EXTRACTED TEXT:
>> begin
Revere Cares Coalition Presents:Bees 101

Story by Marianne Salza

The Revere CARES Coalition is expanding their Urban Agricultural Committee — an initiative that encourages composting, backyard and rooftop gardens, and food markets – and is in the process of recruiting community members to join the board. During the Revere CARES meeting on March 27 at the MGH Revere Health Center, beekeeper Damian DeMarco presented Bees 101 to discuss the importance of honeybees.

“Bees have been with us forever. They found a bee in amber, carbon dated 100 million years old. Bees were flying around with the dinosaurs,” said DeMarco, Head Bee Keeper of Cow Hill Apiary. “As long as man has been around, we have had relationships with bees. There is a cave painting of a prehistoric person harvesting bees.”

DeMarco has been a beekeeper for three years, and is a member of the Boston Area Beekeepers Association, and Essex County Beekeepers’ Association. He is a lifelong Revere resident and Computer Technology Teacher at SeaCoast High School.
>> end
THE REQUEST:
Copy everything from "The Revere CARES Coalition" down to "importance of honeybees." in the Bees 101 article, swapping "Urban Agricultural Committee" for "Urban Farming Committee". The listing has no connection to the Bees 101 article.

(Region annotation entries)
>> begin
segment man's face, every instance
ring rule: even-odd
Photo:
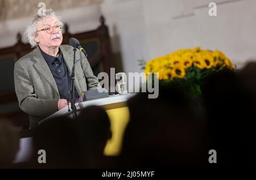
[[[51,16],[38,22],[37,31],[45,29],[38,31],[37,36],[34,37],[41,48],[47,49],[59,47],[61,45],[63,37],[58,25],[60,25],[58,20]]]

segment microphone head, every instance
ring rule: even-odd
[[[77,40],[76,38],[71,37],[69,39],[69,44],[73,47],[77,48],[80,45],[80,43],[79,42],[79,41]]]

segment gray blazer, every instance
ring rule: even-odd
[[[73,63],[73,47],[61,45],[60,48],[69,72]],[[85,57],[77,50],[76,59]],[[79,96],[82,92],[97,89],[97,78],[93,75],[86,58],[76,64],[75,85]],[[51,70],[37,47],[22,57],[14,66],[14,85],[20,109],[30,115],[30,127],[57,111],[60,94]]]

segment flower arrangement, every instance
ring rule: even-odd
[[[158,72],[159,82],[182,83],[193,93],[201,93],[202,79],[209,73],[222,70],[233,71],[234,66],[220,51],[200,49],[180,49],[171,54],[149,61],[144,67],[147,72]]]

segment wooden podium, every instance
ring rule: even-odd
[[[75,104],[78,115],[83,108],[91,105],[101,106],[106,110],[110,121],[110,128],[112,131],[112,137],[107,142],[105,148],[104,154],[106,156],[117,156],[120,152],[124,131],[130,119],[129,110],[127,106],[126,101],[134,95],[135,93],[125,95],[117,95]],[[71,110],[70,105],[69,109]],[[57,117],[73,118],[72,112],[68,111],[68,107],[67,106],[42,120],[39,124],[40,125]]]

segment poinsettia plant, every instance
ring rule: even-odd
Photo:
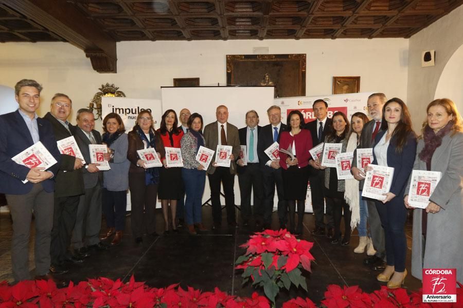
[[[244,270],[243,284],[263,288],[265,296],[274,303],[280,289],[291,285],[306,291],[307,284],[304,270],[311,272],[314,260],[309,251],[313,243],[298,239],[286,229],[265,230],[251,235],[240,247],[246,253],[236,260],[237,269]]]

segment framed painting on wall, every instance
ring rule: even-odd
[[[306,95],[306,54],[227,54],[229,86],[275,87],[275,97]]]
[[[333,77],[333,94],[345,94],[360,92],[360,76]]]
[[[199,77],[174,78],[174,87],[199,87]]]

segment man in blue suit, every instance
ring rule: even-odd
[[[53,226],[53,178],[59,167],[60,152],[50,123],[35,113],[42,86],[23,79],[15,86],[18,110],[0,116],[0,192],[6,195],[13,219],[11,262],[15,281],[30,278],[29,238],[32,211],[35,217],[36,279],[53,279],[50,267],[50,243]],[[11,158],[41,141],[58,162],[45,170],[29,169]],[[23,181],[27,180],[25,184]],[[58,285],[65,284],[59,282]]]

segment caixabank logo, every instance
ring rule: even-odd
[[[423,269],[423,302],[456,302],[456,268]]]

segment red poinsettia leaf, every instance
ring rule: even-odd
[[[286,268],[286,271],[289,272],[297,267],[299,265],[299,255],[290,254],[284,267]]]

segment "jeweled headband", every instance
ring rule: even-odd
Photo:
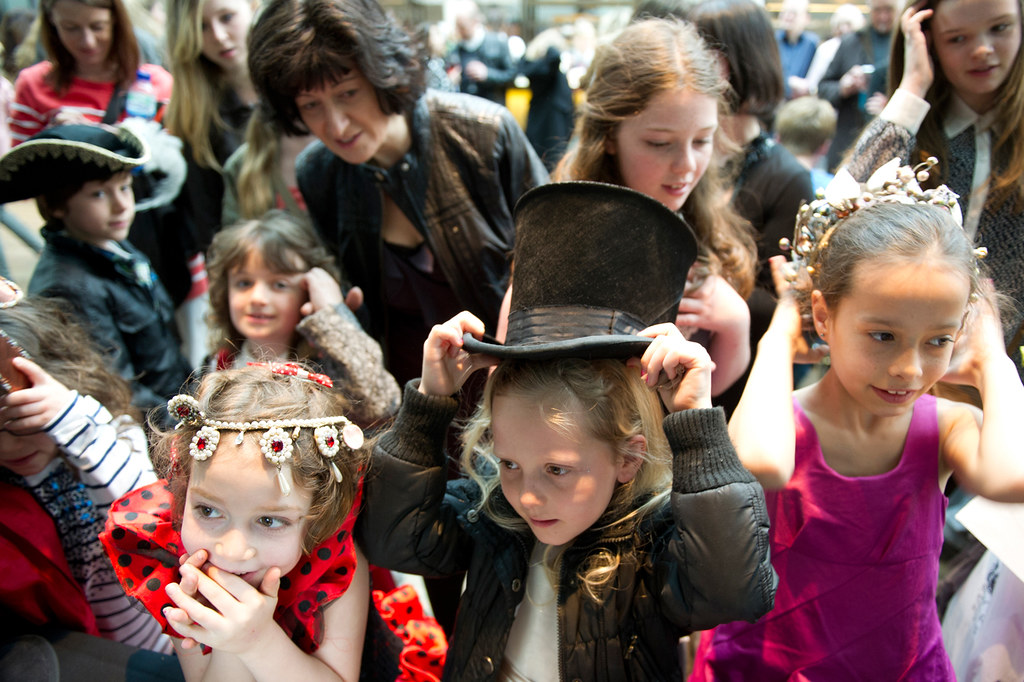
[[[251,364],[262,365],[262,364]],[[296,365],[267,365],[275,374],[300,376],[303,379],[314,381],[318,384],[331,387],[330,378],[324,375],[309,374]],[[259,419],[250,422],[225,422],[218,419],[207,419],[200,409],[199,401],[191,395],[175,395],[167,401],[167,412],[177,420],[175,428],[182,424],[188,426],[199,426],[200,429],[188,443],[188,455],[197,462],[209,459],[217,450],[220,443],[221,431],[238,431],[234,436],[234,444],[241,445],[245,435],[249,431],[261,432],[259,437],[260,452],[263,457],[278,468],[278,484],[281,486],[282,495],[288,496],[292,493],[291,476],[282,465],[287,463],[294,452],[294,441],[299,437],[302,429],[313,429],[313,438],[316,441],[316,450],[324,457],[331,473],[337,482],[341,482],[343,476],[334,458],[341,452],[342,445],[349,451],[356,451],[362,447],[362,429],[353,424],[347,417],[318,417],[314,419]],[[339,432],[338,427],[341,426]]]
[[[794,239],[779,240],[783,250],[793,251],[793,261],[814,272],[820,254],[828,247],[833,232],[854,212],[874,204],[932,204],[949,209],[956,224],[963,226],[958,197],[944,184],[934,189],[922,189],[921,182],[928,179],[929,171],[938,164],[935,157],[929,157],[913,168],[900,166],[900,160],[893,159],[868,178],[864,187],[853,179],[845,169],[840,169],[818,199],[800,207]],[[984,247],[975,249],[975,256],[984,258],[988,251]]]

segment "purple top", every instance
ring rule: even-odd
[[[765,493],[775,607],[706,633],[691,682],[954,680],[935,606],[947,502],[935,398],[919,398],[894,469],[853,478],[825,463],[793,404],[793,478]]]

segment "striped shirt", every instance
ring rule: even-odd
[[[53,69],[49,61],[23,69],[14,81],[14,101],[10,105],[10,133],[14,144],[24,142],[52,123],[61,110],[77,112],[86,121],[99,123],[106,114],[106,105],[114,94],[114,83],[100,83],[73,77],[68,91],[58,95],[47,81]],[[171,98],[173,79],[162,67],[147,63],[140,67],[150,74],[157,101]],[[122,115],[121,118],[124,118]]]
[[[94,398],[76,391],[72,391],[68,407],[43,431],[57,444],[62,457],[23,480],[54,517],[68,564],[85,592],[100,634],[169,653],[170,640],[161,634],[157,621],[125,595],[98,539],[111,504],[157,480],[145,432],[129,417],[115,419]],[[73,502],[83,487],[95,513],[82,513]]]

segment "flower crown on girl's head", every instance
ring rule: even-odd
[[[922,189],[921,182],[928,179],[929,171],[938,164],[929,157],[913,168],[901,166],[899,158],[879,168],[867,179],[864,187],[842,168],[836,177],[819,193],[818,199],[800,207],[794,239],[779,240],[782,250],[793,251],[793,262],[814,272],[820,253],[827,248],[833,232],[855,211],[874,204],[933,204],[949,209],[956,224],[964,225],[957,195],[944,184],[934,189]],[[975,249],[975,256],[984,258],[988,250]]]
[[[263,364],[250,363],[250,365]],[[333,386],[329,377],[307,373],[291,363],[269,364],[267,367],[275,374],[299,376],[328,388]],[[262,431],[259,438],[260,451],[263,453],[263,457],[278,468],[278,484],[281,486],[282,495],[285,496],[291,495],[292,483],[287,470],[283,469],[282,465],[292,458],[293,441],[299,437],[301,429],[313,429],[316,450],[327,461],[334,479],[339,483],[342,481],[342,474],[334,462],[335,456],[341,452],[342,445],[349,451],[356,451],[362,447],[364,443],[362,429],[342,415],[313,419],[259,419],[251,422],[225,422],[218,419],[207,419],[200,409],[199,401],[186,394],[175,395],[168,400],[167,412],[173,419],[177,420],[178,424],[175,428],[179,428],[182,424],[201,427],[188,444],[188,454],[197,462],[202,462],[213,456],[220,442],[221,431],[238,431],[239,434],[234,436],[236,445],[242,444],[247,431]],[[343,424],[340,434],[338,424]]]

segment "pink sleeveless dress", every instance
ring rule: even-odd
[[[899,464],[850,478],[825,464],[794,399],[796,469],[766,492],[775,607],[701,635],[690,682],[954,680],[935,606],[946,498],[935,398],[914,406]]]

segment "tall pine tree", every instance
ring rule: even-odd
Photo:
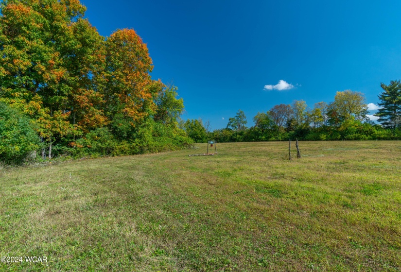
[[[392,80],[389,85],[381,85],[384,91],[379,96],[381,108],[375,114],[383,126],[395,128],[401,125],[401,80]]]

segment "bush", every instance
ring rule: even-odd
[[[0,161],[19,164],[39,145],[39,137],[30,119],[0,103]]]

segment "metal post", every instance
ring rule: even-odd
[[[298,158],[300,158],[301,157],[301,153],[299,152],[299,147],[298,146],[298,138],[296,139],[296,157]]]
[[[290,139],[290,144],[288,146],[288,156],[289,157],[289,159],[291,159],[291,139]]]

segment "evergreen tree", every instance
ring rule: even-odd
[[[381,84],[384,91],[379,96],[381,108],[375,114],[383,126],[395,128],[401,125],[401,80],[392,80],[389,85]]]

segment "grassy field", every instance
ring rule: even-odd
[[[0,271],[401,271],[401,142],[287,144],[2,169]]]

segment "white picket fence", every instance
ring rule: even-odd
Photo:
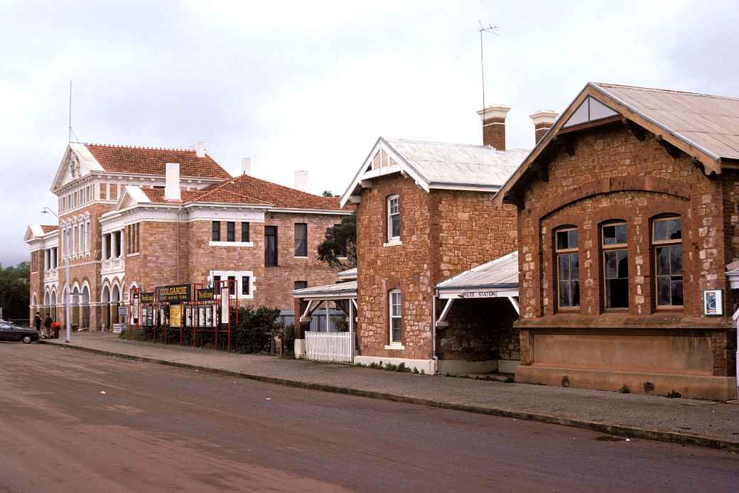
[[[348,332],[305,333],[305,356],[316,361],[353,363],[354,334]]]

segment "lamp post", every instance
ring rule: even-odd
[[[61,222],[61,219],[56,215],[56,213],[52,211],[48,207],[44,207],[41,209],[41,214],[51,213]],[[69,247],[71,246],[69,243],[69,229],[68,228],[64,229],[64,319],[67,324],[67,340],[66,342],[69,344],[72,342],[72,324],[69,320],[72,310],[69,309],[69,296],[71,293],[69,293]]]

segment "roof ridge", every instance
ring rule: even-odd
[[[196,152],[195,149],[177,149],[174,147],[150,147],[147,146],[126,146],[125,144],[103,144],[89,142],[78,142],[84,146],[97,146],[98,147],[115,147],[118,149],[137,149],[146,151],[176,151],[178,152]],[[206,153],[207,155],[207,153]]]
[[[625,89],[636,89],[644,91],[658,91],[659,92],[672,92],[674,94],[684,94],[690,96],[702,96],[704,98],[717,98],[719,99],[730,99],[732,101],[739,101],[739,98],[733,96],[721,96],[715,94],[705,94],[704,92],[692,92],[690,91],[678,91],[673,89],[663,89],[660,87],[645,87],[644,86],[629,86],[627,84],[611,84],[610,82],[590,82],[599,87],[623,87]]]

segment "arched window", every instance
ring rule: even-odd
[[[557,307],[580,306],[579,234],[576,228],[563,228],[554,232],[556,255]]]
[[[601,227],[603,299],[606,310],[629,307],[629,255],[625,222]]]
[[[661,217],[652,222],[656,305],[683,306],[683,234],[679,217]]]

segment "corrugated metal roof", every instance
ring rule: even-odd
[[[325,295],[330,296],[347,296],[357,294],[357,282],[350,281],[349,282],[338,282],[336,284],[326,285],[325,286],[313,286],[312,288],[304,288],[296,289],[292,292],[293,296],[302,297],[306,296]]]
[[[488,146],[387,139],[431,186],[501,186],[528,154],[525,149],[497,151]]]
[[[591,84],[708,154],[739,159],[739,98]]]
[[[518,252],[474,267],[436,285],[437,289],[518,288]]]

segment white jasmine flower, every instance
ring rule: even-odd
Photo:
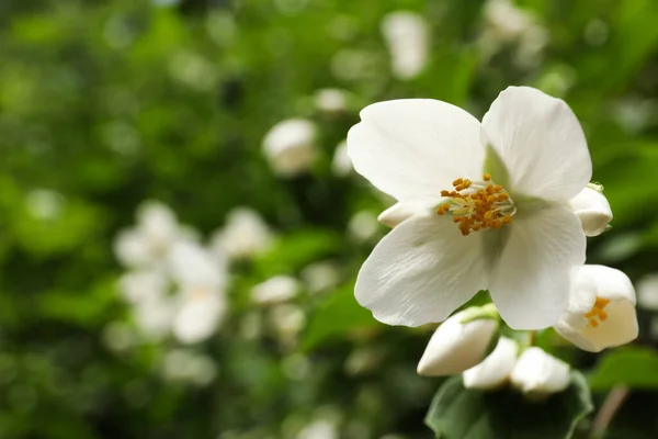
>> end
THE ANSWER:
The Revere CARES Coalition is expanding their Urban Farming Committee — an initiative that encourages composting, backyard and rooftop gardens, and food markets – and is in the process of recruiting community members to join the board. During the Revere CARES meeting on March 27 at the MGH Revere Health Center, beekeeper Damian DeMarco presented Bees 101 to discuss the importance of honeybees.